= Beginning of Section =

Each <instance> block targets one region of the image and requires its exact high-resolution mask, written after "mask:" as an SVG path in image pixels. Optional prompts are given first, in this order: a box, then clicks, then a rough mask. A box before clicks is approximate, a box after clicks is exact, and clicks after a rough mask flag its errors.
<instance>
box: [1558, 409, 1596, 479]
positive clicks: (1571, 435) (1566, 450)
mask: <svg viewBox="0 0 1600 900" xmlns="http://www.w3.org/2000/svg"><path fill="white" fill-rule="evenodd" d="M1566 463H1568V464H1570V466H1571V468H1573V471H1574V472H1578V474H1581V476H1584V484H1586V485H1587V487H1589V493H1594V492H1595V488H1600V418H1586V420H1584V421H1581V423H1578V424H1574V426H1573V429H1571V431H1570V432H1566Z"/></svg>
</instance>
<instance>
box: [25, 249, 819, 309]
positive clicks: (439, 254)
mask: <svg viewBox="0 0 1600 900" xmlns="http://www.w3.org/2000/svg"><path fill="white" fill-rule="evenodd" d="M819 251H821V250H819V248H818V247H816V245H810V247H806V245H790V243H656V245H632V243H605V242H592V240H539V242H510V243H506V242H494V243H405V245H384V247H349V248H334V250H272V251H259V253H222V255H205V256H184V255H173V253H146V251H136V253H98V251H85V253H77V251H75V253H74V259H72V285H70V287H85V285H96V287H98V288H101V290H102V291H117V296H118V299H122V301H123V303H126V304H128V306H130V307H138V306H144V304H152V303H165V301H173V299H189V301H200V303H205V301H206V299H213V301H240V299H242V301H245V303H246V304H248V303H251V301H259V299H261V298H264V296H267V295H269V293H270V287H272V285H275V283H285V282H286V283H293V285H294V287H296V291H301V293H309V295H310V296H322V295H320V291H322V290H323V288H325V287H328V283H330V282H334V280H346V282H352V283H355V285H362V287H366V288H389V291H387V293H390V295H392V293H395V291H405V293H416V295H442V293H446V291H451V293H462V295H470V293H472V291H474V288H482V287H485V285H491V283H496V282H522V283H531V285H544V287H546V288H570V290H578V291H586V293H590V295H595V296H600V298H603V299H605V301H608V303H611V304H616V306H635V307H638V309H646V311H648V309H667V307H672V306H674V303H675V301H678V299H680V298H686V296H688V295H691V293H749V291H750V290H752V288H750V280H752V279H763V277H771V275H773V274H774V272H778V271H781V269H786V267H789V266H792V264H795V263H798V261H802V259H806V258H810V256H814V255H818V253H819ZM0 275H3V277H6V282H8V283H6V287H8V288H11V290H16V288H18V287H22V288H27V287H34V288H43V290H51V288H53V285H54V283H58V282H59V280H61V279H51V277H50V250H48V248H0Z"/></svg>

= End of Section =

Report every line of the records above that contains the word "positive".

positive clicks: (1571, 435) (1566, 450)
positive clicks: (439, 254)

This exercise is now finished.